EXERCISE OBJECTIVE -> Your copy should match the entries exactly, with no images carried over.
EXTRACTED DATA section start
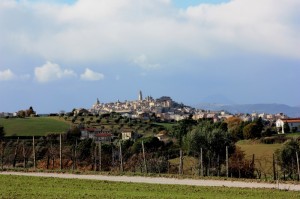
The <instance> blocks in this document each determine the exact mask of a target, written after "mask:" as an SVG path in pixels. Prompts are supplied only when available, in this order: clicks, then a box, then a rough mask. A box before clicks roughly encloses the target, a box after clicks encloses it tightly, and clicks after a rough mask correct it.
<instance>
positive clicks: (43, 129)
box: [0, 117, 70, 136]
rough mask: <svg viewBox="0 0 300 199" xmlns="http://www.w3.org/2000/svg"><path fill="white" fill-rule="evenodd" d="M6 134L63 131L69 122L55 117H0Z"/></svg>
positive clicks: (20, 134) (20, 133)
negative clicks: (13, 117) (17, 117)
mask: <svg viewBox="0 0 300 199" xmlns="http://www.w3.org/2000/svg"><path fill="white" fill-rule="evenodd" d="M0 124H1V125H3V126H4V131H5V134H6V136H11V135H17V136H33V135H35V136H39V135H41V136H42V135H47V134H49V133H62V132H65V131H66V130H67V129H68V128H69V127H70V124H69V123H67V122H64V121H62V120H58V119H56V118H55V117H30V118H9V119H4V118H0Z"/></svg>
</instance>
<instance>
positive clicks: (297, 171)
mask: <svg viewBox="0 0 300 199" xmlns="http://www.w3.org/2000/svg"><path fill="white" fill-rule="evenodd" d="M296 158H297V172H298V181H299V180H300V168H299V156H298V151H296Z"/></svg>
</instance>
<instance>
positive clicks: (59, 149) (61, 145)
mask: <svg viewBox="0 0 300 199" xmlns="http://www.w3.org/2000/svg"><path fill="white" fill-rule="evenodd" d="M59 167H60V170H62V141H61V134H59Z"/></svg>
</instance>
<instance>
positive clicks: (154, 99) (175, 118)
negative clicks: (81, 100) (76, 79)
mask: <svg viewBox="0 0 300 199" xmlns="http://www.w3.org/2000/svg"><path fill="white" fill-rule="evenodd" d="M80 112H85V113H91V114H99V115H100V114H105V113H111V112H116V113H120V114H121V115H122V116H124V117H128V118H144V119H147V118H150V117H155V118H156V119H157V120H159V121H180V120H183V119H186V118H188V117H192V118H193V119H194V120H199V119H210V120H213V121H214V122H218V121H222V120H224V119H227V118H230V117H233V116H238V117H240V118H241V119H242V120H243V121H245V122H250V121H253V120H255V119H257V118H259V117H260V118H262V119H263V120H268V121H270V122H274V121H276V120H278V119H286V118H288V116H287V115H285V114H283V113H278V114H268V113H261V114H258V113H248V114H242V113H240V114H235V115H234V114H231V113H229V112H226V111H211V110H202V109H196V108H193V107H190V106H187V105H184V104H182V103H177V102H175V101H173V100H172V98H171V97H168V96H162V97H160V98H157V99H154V98H153V97H151V96H147V97H145V98H143V93H142V91H139V93H138V98H137V100H134V101H124V102H120V101H119V100H118V101H117V102H111V103H101V102H100V101H99V99H97V101H96V103H95V104H94V105H92V108H91V109H89V110H85V109H77V110H76V113H77V114H78V113H80Z"/></svg>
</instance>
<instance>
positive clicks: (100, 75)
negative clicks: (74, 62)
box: [80, 68, 104, 81]
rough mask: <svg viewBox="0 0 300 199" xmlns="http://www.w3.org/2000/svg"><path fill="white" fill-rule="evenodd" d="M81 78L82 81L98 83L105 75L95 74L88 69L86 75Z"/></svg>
mask: <svg viewBox="0 0 300 199" xmlns="http://www.w3.org/2000/svg"><path fill="white" fill-rule="evenodd" d="M80 78H81V79H82V80H87V81H98V80H102V79H103V78H104V75H103V74H102V73H98V72H94V71H92V70H90V69H88V68H86V69H85V71H84V73H82V74H81V75H80Z"/></svg>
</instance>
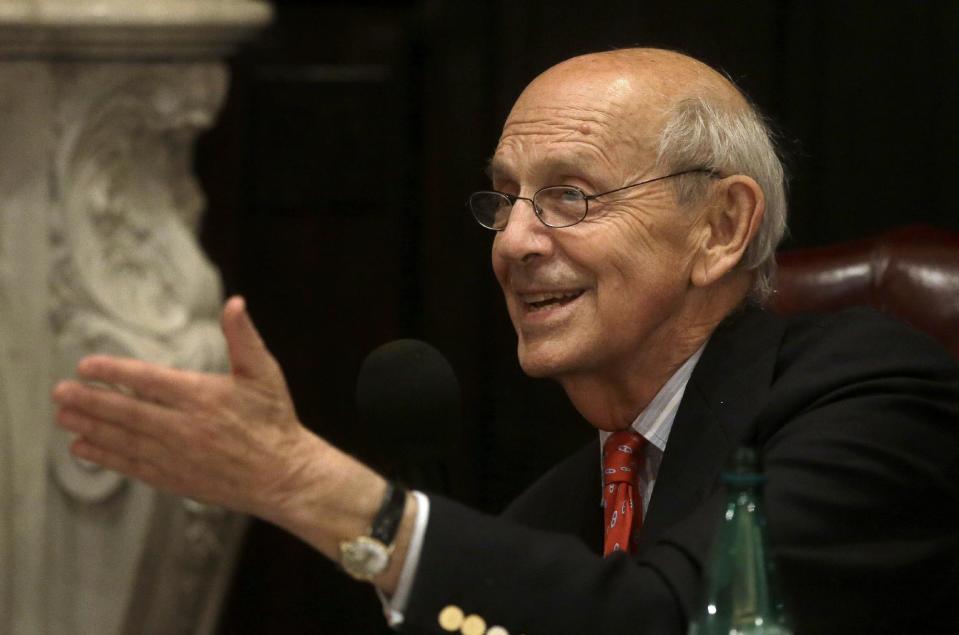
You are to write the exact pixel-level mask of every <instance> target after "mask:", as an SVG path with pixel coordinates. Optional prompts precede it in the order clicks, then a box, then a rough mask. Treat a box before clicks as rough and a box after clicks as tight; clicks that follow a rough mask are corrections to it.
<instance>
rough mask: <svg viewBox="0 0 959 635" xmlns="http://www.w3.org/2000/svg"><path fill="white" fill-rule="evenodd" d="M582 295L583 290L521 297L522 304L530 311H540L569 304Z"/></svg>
mask: <svg viewBox="0 0 959 635" xmlns="http://www.w3.org/2000/svg"><path fill="white" fill-rule="evenodd" d="M581 295H583V290H582V289H579V290H576V291H555V292H547V293H531V294H528V295H525V296H523V302H524V303H525V304H526V308H527V309H528V310H530V311H542V310H544V309H551V308H555V307H560V306H564V305H566V304H569V303H570V302H572V301H573V300H575V299H576V298H578V297H579V296H581Z"/></svg>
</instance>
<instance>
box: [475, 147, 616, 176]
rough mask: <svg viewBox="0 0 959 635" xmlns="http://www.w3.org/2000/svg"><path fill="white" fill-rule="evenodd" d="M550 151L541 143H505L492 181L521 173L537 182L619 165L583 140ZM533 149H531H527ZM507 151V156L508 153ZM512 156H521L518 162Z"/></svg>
mask: <svg viewBox="0 0 959 635" xmlns="http://www.w3.org/2000/svg"><path fill="white" fill-rule="evenodd" d="M556 143H557V144H558V147H557V146H556V145H552V144H550V146H549V147H547V146H546V145H544V144H541V143H535V142H534V143H531V144H526V143H524V142H523V140H522V139H518V140H517V139H503V140H502V141H501V142H500V146H499V148H497V152H496V154H495V155H494V156H493V158H492V160H491V161H490V174H491V176H492V177H494V178H495V177H508V176H514V178H515V176H516V175H513V174H512V172H513V171H514V169H521V170H523V171H525V172H526V176H528V177H531V178H533V179H539V180H542V179H548V178H549V177H550V176H553V177H555V176H558V175H570V174H584V173H591V172H592V171H593V170H594V169H595V168H596V167H597V166H599V165H602V166H604V167H607V168H611V167H613V166H614V165H615V163H614V161H613V160H612V158H611V157H610V156H609V153H608V152H606V150H605V149H604V146H602V145H600V144H596V143H593V142H592V141H585V140H579V139H573V140H562V141H557V142H556ZM527 145H529V146H531V147H530V148H529V149H527V148H525V147H524V146H527ZM504 150H505V152H504ZM510 155H513V156H519V157H520V159H519V161H514V160H513V159H512V158H511V157H510Z"/></svg>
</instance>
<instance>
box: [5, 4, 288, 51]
mask: <svg viewBox="0 0 959 635" xmlns="http://www.w3.org/2000/svg"><path fill="white" fill-rule="evenodd" d="M271 17H272V11H271V9H270V5H269V4H268V3H267V2H265V1H262V0H3V1H2V2H0V57H6V58H14V57H20V58H36V57H48V58H53V57H56V58H61V59H62V58H68V59H82V60H93V59H124V60H134V59H144V58H158V59H163V60H172V59H216V58H221V57H223V56H225V55H227V54H228V53H230V52H231V51H232V50H233V48H234V47H235V46H236V45H237V43H239V42H240V41H242V40H244V39H246V38H248V37H249V36H251V35H252V34H254V33H255V32H257V31H258V30H259V29H261V28H262V27H264V26H265V25H266V24H268V23H269V21H270V19H271Z"/></svg>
EXTRACTED DATA section end
ANSWER SPACE ->
The <instance> blocks in this document each determine the exact mask of a target, written after "mask:" as an SVG path in pixels. Prompts are supplied only when available, in this order: clicks, then a box, then a rough mask. A box before clicks roughly encloses the target, a box after clicks encloses it tightly, and clicks after a rough mask correct it.
<instance>
positive clicks: (43, 129)
box: [0, 117, 70, 136]
rough mask: <svg viewBox="0 0 300 199" xmlns="http://www.w3.org/2000/svg"><path fill="white" fill-rule="evenodd" d="M6 134L63 131L69 122L55 117H0Z"/></svg>
positive clicks: (20, 134) (20, 133)
negative clicks: (13, 117) (17, 117)
mask: <svg viewBox="0 0 300 199" xmlns="http://www.w3.org/2000/svg"><path fill="white" fill-rule="evenodd" d="M0 124H1V125H3V126H4V131H5V134H6V136H11V135H17V136H33V135H35V136H39V135H41V136H42V135H47V134H49V133H62V132H65V131H66V130H67V129H68V128H69V127H70V124H69V123H67V122H64V121H62V120H58V119H56V118H55V117H30V118H9V119H4V118H0Z"/></svg>
</instance>
<instance>
positive clicks: (297, 171)
mask: <svg viewBox="0 0 300 199" xmlns="http://www.w3.org/2000/svg"><path fill="white" fill-rule="evenodd" d="M296 158H297V172H298V181H299V180H300V168H299V156H298V151H296Z"/></svg>
</instance>
<instance>
positive clicks: (59, 149) (61, 145)
mask: <svg viewBox="0 0 300 199" xmlns="http://www.w3.org/2000/svg"><path fill="white" fill-rule="evenodd" d="M59 167H60V170H62V141H61V134H59Z"/></svg>
</instance>
<instance>
positive clicks: (154, 99) (175, 118)
negative clicks: (81, 100) (76, 79)
mask: <svg viewBox="0 0 300 199" xmlns="http://www.w3.org/2000/svg"><path fill="white" fill-rule="evenodd" d="M80 112H85V113H91V114H99V115H100V114H105V113H111V112H116V113H120V114H121V115H122V116H124V117H128V118H144V119H147V118H150V117H155V118H156V119H157V120H159V121H180V120H183V119H186V118H188V117H192V118H193V119H194V120H199V119H210V120H213V121H214V122H218V121H222V120H224V119H227V118H230V117H233V116H238V117H240V118H241V119H242V120H243V121H245V122H250V121H253V120H255V119H257V118H259V117H260V118H262V119H263V120H268V121H270V122H274V121H276V120H278V119H286V118H288V116H287V115H285V114H283V113H278V114H268V113H261V114H258V113H248V114H242V113H240V114H235V115H234V114H231V113H229V112H226V111H211V110H202V109H196V108H193V107H190V106H187V105H184V104H182V103H177V102H175V101H173V100H172V98H171V97H168V96H162V97H160V98H157V99H154V98H153V97H151V96H147V97H145V98H143V93H142V91H139V93H138V98H137V100H134V101H124V102H120V101H119V100H118V101H117V102H111V103H101V102H100V101H99V99H97V101H96V103H95V104H94V105H92V108H91V109H89V110H85V109H77V110H76V113H77V114H78V113H80Z"/></svg>
</instance>
<instance>
positive clicks: (100, 75)
negative clicks: (74, 62)
box: [80, 68, 104, 81]
rough mask: <svg viewBox="0 0 300 199" xmlns="http://www.w3.org/2000/svg"><path fill="white" fill-rule="evenodd" d="M81 78L82 81L98 83L105 75L95 74L88 69L86 75Z"/></svg>
mask: <svg viewBox="0 0 300 199" xmlns="http://www.w3.org/2000/svg"><path fill="white" fill-rule="evenodd" d="M80 78H81V79H82V80H87V81H98V80H102V79H103V78H104V75H103V74H102V73H98V72H94V71H92V70H90V69H88V68H86V69H85V71H84V73H82V74H81V75H80Z"/></svg>
</instance>
You are to write the exact pixel-level mask of every <instance> target after "mask:", as an SVG path with pixel coordinates. Optional prompts precede it in the order clicks, then a box, then a rough mask. Treat a box before clicks as rough and a box after clicks as tight; clicks that follow a rough mask are corrections to it.
<instance>
rough mask: <svg viewBox="0 0 959 635" xmlns="http://www.w3.org/2000/svg"><path fill="white" fill-rule="evenodd" d="M582 295L583 290L521 297L522 304L530 311H540L569 304Z"/></svg>
mask: <svg viewBox="0 0 959 635" xmlns="http://www.w3.org/2000/svg"><path fill="white" fill-rule="evenodd" d="M581 295H583V290H582V289H579V290H576V291H555V292H547V293H531V294H528V295H525V296H523V302H524V303H525V304H526V308H527V309H528V310H530V311H542V310H544V309H551V308H555V307H560V306H564V305H566V304H569V303H570V302H572V301H573V300H575V299H576V298H578V297H579V296H581Z"/></svg>
</instance>
<instance>
box: [475, 147, 616, 176]
rough mask: <svg viewBox="0 0 959 635" xmlns="http://www.w3.org/2000/svg"><path fill="white" fill-rule="evenodd" d="M550 151L541 143H505L492 181L521 173L537 182L619 165L583 140ZM533 149H531H527ZM507 151V156L508 153ZM512 156H521L518 162Z"/></svg>
mask: <svg viewBox="0 0 959 635" xmlns="http://www.w3.org/2000/svg"><path fill="white" fill-rule="evenodd" d="M556 143H557V144H558V147H557V146H556V145H552V144H550V146H549V147H547V146H546V145H544V144H541V143H535V142H534V143H531V144H526V143H524V142H523V140H522V139H518V140H517V139H503V140H502V141H501V142H500V146H499V148H497V152H496V154H495V155H494V156H493V158H492V160H491V161H490V174H491V176H492V177H494V178H495V177H508V176H514V178H515V176H516V175H513V174H512V172H513V171H514V169H521V170H523V171H525V172H526V176H528V177H531V178H533V179H539V180H542V179H548V178H549V177H550V176H553V177H555V176H558V175H570V174H584V173H591V172H592V171H593V170H594V169H595V168H596V167H597V166H599V165H602V166H604V167H607V168H611V167H613V166H614V165H615V163H614V161H613V160H612V158H611V157H610V156H609V153H608V152H606V150H605V149H604V146H602V145H600V144H596V143H593V142H592V141H585V140H579V139H573V140H562V141H557V142H556ZM527 145H529V146H531V147H530V148H529V149H527V148H525V147H524V146H527ZM504 150H505V152H504ZM510 155H513V156H519V157H520V159H519V161H514V160H513V159H512V158H511V157H510Z"/></svg>
</instance>
<instance>
box: [5, 4, 288, 51]
mask: <svg viewBox="0 0 959 635" xmlns="http://www.w3.org/2000/svg"><path fill="white" fill-rule="evenodd" d="M271 17H272V11H271V9H270V5H269V4H268V3H267V2H265V1H262V0H3V1H2V2H0V57H6V58H14V57H20V58H36V57H48V58H53V57H56V58H61V59H62V58H68V59H82V60H93V59H124V60H134V59H144V58H158V59H163V60H172V59H216V58H221V57H223V56H225V55H227V54H228V53H230V52H231V51H232V50H233V48H234V47H235V46H236V45H237V43H239V42H240V41H242V40H244V39H246V38H248V37H249V36H251V35H252V34H254V33H255V32H257V31H258V30H259V29H261V28H262V27H264V26H265V25H266V24H268V23H269V21H270V19H271Z"/></svg>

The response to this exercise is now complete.